Output range, inclusive: from the line containing "box: [147, 32, 178, 46]" to the line containing "133L80 143L84 141L80". Restate those lines from the data below word for word and only those.

*** Opening DATASET RECORDS ***

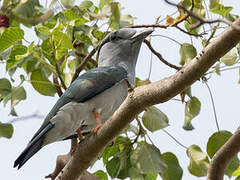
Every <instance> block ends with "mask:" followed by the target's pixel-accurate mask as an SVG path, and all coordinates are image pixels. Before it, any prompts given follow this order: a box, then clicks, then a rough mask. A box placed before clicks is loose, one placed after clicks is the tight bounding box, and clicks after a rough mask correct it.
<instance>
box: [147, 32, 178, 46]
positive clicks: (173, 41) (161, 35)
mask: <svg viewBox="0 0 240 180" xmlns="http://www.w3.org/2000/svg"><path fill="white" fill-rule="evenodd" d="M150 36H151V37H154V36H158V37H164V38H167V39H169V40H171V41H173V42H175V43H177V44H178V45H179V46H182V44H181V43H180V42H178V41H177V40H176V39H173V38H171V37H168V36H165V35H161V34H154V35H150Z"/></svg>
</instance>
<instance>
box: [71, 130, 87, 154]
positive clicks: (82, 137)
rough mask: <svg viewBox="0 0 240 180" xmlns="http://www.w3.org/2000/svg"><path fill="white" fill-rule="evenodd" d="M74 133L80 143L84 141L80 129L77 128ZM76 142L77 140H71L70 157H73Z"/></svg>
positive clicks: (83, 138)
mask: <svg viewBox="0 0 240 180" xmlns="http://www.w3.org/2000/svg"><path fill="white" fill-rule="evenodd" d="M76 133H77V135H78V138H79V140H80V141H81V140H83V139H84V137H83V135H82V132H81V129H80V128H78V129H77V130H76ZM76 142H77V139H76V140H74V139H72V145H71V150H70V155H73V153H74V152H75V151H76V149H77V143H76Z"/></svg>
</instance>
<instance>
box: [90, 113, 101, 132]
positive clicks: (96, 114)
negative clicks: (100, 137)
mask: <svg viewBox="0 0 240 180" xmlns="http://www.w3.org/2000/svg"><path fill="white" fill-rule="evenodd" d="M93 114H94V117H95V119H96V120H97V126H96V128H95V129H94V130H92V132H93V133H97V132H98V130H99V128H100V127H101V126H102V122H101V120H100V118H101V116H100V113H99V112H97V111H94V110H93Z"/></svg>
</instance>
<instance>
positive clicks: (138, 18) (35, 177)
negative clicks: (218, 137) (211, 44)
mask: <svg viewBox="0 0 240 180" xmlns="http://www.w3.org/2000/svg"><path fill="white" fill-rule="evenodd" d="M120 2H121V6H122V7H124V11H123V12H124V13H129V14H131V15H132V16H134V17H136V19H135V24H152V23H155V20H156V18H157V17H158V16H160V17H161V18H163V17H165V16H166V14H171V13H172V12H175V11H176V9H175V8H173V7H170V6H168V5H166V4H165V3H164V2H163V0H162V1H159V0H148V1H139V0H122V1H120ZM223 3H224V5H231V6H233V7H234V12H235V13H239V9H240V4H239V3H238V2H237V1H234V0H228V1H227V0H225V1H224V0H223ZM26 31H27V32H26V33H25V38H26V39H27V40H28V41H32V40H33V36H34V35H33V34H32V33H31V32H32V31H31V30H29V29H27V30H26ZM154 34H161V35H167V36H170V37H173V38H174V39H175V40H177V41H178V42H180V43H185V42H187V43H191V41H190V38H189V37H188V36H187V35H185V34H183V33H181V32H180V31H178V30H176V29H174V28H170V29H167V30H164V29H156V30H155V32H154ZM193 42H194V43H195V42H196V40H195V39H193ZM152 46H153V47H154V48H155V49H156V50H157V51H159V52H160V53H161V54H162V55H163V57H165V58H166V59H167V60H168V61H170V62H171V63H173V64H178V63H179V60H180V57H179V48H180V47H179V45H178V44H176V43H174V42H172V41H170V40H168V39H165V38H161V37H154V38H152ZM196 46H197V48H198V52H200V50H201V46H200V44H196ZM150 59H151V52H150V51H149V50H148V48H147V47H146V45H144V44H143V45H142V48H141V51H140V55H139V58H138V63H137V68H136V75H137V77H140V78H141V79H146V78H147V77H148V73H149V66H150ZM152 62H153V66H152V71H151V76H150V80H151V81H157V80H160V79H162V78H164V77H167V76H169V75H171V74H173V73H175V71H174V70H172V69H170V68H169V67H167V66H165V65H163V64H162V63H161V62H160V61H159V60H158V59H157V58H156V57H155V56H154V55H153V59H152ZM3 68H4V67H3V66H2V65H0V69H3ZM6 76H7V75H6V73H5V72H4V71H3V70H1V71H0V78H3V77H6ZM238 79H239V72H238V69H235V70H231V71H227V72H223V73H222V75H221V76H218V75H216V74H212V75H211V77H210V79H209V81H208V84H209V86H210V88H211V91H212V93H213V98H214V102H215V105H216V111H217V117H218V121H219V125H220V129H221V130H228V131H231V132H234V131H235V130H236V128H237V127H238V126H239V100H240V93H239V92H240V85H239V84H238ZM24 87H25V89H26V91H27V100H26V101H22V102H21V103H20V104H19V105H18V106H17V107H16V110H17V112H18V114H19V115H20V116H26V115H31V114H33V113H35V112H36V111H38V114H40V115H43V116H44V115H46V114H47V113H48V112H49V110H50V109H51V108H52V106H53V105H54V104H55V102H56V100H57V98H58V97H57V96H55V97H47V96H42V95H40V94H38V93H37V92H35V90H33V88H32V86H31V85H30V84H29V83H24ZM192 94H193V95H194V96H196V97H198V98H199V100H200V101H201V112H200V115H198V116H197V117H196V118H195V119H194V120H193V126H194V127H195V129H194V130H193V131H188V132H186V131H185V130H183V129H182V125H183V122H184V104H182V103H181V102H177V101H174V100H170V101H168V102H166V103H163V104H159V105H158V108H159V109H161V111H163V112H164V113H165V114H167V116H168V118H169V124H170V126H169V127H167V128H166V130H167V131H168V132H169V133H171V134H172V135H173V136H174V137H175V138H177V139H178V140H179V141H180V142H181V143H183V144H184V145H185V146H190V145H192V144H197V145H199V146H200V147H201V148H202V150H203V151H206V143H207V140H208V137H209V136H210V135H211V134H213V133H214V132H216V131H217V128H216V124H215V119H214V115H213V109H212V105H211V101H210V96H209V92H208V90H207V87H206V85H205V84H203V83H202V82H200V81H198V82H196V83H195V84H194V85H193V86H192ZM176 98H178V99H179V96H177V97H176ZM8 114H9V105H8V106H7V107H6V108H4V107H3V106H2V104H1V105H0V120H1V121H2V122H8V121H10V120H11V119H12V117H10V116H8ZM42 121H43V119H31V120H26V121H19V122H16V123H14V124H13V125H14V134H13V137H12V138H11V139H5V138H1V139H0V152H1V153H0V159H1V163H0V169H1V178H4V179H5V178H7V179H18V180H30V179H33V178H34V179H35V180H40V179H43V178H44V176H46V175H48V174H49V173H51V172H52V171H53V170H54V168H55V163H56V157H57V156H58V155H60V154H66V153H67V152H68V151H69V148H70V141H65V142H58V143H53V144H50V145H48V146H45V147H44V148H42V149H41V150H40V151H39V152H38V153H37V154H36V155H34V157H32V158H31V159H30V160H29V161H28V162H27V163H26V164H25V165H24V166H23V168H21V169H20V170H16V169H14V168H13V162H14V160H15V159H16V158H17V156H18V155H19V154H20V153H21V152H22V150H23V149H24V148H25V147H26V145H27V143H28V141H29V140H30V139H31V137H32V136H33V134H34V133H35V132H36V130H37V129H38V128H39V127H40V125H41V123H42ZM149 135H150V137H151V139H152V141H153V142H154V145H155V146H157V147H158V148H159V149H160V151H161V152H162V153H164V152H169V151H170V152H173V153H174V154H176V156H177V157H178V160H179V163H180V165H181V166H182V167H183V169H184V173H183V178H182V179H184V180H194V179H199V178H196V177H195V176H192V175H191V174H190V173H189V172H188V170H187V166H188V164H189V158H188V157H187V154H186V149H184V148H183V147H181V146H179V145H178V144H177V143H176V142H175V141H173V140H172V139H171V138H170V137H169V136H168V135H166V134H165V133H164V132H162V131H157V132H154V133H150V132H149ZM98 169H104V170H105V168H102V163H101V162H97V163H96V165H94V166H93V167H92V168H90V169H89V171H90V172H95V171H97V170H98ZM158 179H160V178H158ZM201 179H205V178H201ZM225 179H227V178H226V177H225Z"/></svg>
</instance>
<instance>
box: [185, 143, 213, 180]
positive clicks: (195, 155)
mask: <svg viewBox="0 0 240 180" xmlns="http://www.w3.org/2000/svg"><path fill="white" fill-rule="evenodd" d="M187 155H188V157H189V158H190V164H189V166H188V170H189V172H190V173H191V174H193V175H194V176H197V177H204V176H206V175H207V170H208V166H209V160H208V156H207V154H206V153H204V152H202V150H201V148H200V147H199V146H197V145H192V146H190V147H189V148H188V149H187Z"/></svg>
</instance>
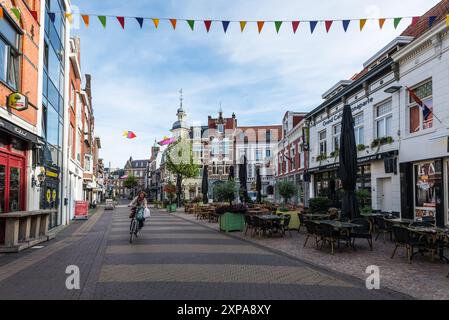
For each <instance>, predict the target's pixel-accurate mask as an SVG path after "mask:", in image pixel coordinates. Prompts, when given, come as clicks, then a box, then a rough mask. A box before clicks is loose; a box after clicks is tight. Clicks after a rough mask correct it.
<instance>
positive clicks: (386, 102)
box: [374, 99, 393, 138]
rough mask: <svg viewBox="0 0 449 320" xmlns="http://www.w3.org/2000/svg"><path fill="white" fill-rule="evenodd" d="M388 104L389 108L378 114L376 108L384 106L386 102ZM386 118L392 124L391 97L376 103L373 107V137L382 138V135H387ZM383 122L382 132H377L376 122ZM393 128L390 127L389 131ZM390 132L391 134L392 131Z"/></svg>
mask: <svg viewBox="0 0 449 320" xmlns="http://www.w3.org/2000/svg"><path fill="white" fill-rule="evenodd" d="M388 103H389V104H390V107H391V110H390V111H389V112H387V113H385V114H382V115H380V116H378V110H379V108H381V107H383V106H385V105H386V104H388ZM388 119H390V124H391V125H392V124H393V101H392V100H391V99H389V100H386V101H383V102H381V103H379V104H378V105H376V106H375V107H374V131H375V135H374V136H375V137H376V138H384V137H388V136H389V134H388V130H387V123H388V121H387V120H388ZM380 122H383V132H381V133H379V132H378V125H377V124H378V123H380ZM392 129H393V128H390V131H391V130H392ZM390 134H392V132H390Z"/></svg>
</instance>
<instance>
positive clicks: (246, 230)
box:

*** Closing DATASET RECORDS ***
*** Opening DATASET RECORDS ***

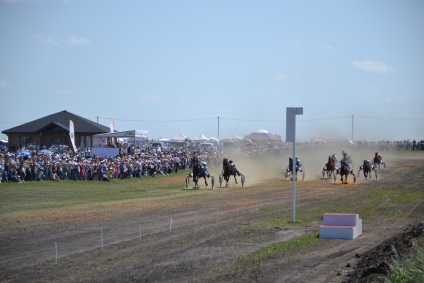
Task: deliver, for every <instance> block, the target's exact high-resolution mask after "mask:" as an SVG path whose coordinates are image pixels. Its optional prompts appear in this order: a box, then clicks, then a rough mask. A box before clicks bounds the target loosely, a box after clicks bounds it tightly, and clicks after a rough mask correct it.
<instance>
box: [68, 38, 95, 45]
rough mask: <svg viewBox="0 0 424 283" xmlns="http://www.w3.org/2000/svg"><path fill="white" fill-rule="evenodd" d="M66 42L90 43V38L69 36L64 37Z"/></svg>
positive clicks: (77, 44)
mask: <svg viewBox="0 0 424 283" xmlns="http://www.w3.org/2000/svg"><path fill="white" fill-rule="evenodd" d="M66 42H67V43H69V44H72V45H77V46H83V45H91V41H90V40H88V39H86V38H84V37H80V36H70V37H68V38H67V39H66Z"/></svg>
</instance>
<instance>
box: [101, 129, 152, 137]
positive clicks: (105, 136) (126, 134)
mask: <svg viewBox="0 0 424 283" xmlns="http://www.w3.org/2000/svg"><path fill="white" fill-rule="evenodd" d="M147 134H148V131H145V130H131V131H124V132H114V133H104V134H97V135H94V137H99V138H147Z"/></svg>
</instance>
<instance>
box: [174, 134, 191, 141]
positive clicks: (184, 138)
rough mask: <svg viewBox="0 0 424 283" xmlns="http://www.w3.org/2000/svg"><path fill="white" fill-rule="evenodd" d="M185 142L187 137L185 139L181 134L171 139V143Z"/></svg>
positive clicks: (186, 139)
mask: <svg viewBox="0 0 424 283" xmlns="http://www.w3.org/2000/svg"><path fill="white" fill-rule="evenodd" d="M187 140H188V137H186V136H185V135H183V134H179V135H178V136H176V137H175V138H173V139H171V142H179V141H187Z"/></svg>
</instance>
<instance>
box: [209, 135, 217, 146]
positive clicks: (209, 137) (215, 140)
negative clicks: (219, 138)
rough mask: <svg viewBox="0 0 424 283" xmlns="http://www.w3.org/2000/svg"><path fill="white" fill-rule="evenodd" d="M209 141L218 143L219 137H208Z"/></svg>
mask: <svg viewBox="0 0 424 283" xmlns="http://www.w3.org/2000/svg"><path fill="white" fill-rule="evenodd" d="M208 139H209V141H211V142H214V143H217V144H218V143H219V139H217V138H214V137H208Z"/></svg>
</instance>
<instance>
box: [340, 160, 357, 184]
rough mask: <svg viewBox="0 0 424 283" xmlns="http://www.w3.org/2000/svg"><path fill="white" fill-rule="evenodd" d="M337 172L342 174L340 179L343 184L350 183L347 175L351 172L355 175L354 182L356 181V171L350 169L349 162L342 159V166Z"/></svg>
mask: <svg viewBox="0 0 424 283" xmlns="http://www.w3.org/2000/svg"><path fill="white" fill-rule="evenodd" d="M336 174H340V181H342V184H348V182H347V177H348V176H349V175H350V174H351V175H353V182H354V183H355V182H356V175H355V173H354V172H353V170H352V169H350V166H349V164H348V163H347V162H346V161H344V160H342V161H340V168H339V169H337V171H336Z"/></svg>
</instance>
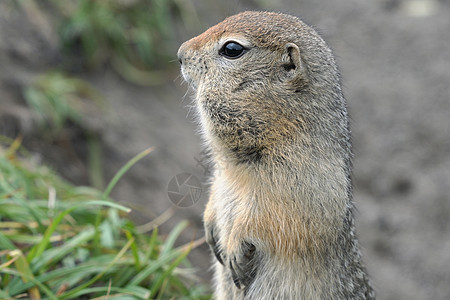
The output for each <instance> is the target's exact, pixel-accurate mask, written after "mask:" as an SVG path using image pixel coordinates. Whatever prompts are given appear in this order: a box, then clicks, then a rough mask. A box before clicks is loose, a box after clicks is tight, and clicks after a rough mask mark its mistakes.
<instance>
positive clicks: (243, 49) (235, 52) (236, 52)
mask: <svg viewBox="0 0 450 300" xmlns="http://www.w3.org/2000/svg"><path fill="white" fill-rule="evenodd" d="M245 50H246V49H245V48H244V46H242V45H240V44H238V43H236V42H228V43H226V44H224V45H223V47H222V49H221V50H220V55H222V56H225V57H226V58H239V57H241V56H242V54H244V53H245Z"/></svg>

*** Closing DATASET RECORDS ***
*** Opening DATASET RECORDS ***

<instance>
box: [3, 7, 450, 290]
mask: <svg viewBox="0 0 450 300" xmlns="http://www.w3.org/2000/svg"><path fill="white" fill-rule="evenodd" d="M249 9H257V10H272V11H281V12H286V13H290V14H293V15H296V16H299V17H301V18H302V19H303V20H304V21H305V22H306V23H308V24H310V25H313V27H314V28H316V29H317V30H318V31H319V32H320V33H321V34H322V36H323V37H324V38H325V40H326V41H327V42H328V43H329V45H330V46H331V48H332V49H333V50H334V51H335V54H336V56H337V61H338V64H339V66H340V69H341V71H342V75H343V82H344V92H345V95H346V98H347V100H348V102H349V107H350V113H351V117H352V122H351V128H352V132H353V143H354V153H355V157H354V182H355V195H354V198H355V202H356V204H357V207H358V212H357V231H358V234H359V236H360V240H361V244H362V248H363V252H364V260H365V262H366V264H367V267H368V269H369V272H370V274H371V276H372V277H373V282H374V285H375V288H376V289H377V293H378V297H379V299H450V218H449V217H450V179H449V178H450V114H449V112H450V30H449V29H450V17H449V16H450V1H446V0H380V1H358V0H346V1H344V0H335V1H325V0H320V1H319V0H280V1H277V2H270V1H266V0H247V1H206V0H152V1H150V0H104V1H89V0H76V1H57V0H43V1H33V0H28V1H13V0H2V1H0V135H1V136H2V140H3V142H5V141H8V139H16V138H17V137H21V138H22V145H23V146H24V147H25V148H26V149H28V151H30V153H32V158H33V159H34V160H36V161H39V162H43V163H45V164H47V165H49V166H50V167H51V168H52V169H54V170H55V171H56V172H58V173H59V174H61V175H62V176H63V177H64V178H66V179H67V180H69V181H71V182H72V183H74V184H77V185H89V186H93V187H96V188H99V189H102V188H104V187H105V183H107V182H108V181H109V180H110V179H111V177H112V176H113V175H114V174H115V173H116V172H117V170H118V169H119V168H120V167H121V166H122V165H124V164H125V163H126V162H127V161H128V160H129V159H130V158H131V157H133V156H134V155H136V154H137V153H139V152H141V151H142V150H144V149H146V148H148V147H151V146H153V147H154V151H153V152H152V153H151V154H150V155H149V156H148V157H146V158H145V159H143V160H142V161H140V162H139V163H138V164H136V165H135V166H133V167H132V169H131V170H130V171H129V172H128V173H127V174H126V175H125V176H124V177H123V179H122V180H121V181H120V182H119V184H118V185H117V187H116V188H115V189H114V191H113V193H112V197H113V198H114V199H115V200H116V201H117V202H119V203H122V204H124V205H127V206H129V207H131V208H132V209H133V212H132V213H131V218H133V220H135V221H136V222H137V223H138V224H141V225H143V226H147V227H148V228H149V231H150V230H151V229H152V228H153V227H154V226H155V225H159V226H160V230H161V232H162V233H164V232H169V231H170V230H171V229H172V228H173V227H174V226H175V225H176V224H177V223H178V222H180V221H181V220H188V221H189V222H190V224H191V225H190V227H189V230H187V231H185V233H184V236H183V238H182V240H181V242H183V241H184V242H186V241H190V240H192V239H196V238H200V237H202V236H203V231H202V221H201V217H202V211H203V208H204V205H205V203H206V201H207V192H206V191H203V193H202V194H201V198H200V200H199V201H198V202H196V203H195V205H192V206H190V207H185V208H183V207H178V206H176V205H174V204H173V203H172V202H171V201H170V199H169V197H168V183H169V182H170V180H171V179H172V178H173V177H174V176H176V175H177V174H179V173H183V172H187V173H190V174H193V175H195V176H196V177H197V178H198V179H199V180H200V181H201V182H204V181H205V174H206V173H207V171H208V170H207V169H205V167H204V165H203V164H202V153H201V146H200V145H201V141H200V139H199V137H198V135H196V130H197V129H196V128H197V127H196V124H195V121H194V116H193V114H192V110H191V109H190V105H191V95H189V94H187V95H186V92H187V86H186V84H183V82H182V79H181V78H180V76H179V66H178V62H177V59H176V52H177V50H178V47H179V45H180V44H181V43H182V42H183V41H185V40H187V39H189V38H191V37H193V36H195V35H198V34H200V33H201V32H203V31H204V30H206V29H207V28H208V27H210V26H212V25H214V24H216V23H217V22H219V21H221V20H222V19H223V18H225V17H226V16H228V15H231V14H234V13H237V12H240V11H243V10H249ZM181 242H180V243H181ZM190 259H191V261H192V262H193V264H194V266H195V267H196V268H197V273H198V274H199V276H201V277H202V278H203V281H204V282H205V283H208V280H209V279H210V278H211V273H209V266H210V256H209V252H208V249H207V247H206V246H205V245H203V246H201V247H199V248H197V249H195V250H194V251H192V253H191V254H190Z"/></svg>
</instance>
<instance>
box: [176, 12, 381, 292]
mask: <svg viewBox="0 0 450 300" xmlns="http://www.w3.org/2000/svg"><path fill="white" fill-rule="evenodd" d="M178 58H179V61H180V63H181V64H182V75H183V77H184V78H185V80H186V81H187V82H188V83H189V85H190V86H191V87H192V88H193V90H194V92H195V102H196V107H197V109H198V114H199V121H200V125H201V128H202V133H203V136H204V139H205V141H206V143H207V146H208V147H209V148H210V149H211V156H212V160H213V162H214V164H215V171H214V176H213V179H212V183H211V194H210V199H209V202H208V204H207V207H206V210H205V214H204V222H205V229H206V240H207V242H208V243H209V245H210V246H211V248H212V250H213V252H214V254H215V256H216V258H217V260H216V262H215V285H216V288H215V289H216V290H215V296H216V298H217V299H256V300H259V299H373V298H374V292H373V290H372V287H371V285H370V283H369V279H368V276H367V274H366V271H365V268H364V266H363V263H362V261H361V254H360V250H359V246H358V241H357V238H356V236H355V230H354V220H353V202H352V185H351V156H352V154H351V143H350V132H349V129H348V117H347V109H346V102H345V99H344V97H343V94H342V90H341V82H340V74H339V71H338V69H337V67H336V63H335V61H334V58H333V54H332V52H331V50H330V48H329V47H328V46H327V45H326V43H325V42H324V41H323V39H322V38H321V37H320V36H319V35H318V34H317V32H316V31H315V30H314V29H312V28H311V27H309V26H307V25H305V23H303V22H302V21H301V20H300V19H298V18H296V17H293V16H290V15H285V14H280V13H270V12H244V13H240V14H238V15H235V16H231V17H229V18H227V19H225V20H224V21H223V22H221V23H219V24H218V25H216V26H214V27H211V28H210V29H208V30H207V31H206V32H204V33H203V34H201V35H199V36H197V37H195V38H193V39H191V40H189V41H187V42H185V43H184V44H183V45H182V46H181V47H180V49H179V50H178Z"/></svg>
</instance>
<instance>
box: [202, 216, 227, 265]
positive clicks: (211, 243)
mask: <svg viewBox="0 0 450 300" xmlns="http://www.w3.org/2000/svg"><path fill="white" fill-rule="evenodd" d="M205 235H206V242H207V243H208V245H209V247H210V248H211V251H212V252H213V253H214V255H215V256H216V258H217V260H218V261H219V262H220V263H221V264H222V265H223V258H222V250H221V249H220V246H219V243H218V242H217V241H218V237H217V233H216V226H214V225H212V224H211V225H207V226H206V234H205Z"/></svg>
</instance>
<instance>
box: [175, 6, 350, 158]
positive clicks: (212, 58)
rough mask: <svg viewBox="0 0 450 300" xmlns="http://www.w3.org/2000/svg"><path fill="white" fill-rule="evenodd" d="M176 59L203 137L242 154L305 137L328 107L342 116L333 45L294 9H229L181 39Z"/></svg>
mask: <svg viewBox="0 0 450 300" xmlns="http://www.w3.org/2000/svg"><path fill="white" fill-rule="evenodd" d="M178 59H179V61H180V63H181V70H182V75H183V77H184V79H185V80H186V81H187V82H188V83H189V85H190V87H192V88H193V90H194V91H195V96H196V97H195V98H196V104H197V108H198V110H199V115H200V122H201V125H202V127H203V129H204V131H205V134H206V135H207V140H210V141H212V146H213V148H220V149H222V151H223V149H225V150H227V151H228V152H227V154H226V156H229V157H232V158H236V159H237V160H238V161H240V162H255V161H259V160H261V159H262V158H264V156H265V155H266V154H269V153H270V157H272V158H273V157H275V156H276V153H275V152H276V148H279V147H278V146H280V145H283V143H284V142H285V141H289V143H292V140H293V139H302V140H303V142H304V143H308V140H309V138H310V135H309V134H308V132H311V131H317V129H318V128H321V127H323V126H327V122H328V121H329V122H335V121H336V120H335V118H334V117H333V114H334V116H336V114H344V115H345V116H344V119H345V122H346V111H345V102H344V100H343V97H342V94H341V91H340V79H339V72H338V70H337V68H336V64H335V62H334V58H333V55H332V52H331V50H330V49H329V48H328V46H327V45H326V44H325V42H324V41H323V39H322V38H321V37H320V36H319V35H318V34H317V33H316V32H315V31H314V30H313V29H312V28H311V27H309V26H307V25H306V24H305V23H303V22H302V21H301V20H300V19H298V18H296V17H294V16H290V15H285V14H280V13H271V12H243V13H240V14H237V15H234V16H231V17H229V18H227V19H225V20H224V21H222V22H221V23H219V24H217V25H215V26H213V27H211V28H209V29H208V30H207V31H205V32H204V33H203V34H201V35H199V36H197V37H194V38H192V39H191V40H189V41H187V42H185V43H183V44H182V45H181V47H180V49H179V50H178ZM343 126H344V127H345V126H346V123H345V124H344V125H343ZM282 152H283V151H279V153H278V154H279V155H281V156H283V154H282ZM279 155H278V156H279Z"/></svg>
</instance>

*** Closing DATASET RECORDS ***

• YOUR RESPONSE
box: [147, 32, 178, 46]
positive clicks: (173, 41) (161, 35)
mask: <svg viewBox="0 0 240 180" xmlns="http://www.w3.org/2000/svg"><path fill="white" fill-rule="evenodd" d="M150 36H151V37H154V36H158V37H164V38H167V39H169V40H171V41H173V42H175V43H177V44H178V45H179V46H182V44H181V43H180V42H178V41H177V40H176V39H173V38H171V37H168V36H165V35H161V34H154V35H150Z"/></svg>
</instance>
<instance>
box: [71, 130, 87, 154]
positive clicks: (82, 137)
rough mask: <svg viewBox="0 0 240 180" xmlns="http://www.w3.org/2000/svg"><path fill="white" fill-rule="evenodd" d="M74 133L80 143L84 141L80 129L77 128ZM76 142L77 140H71L70 157H73Z"/></svg>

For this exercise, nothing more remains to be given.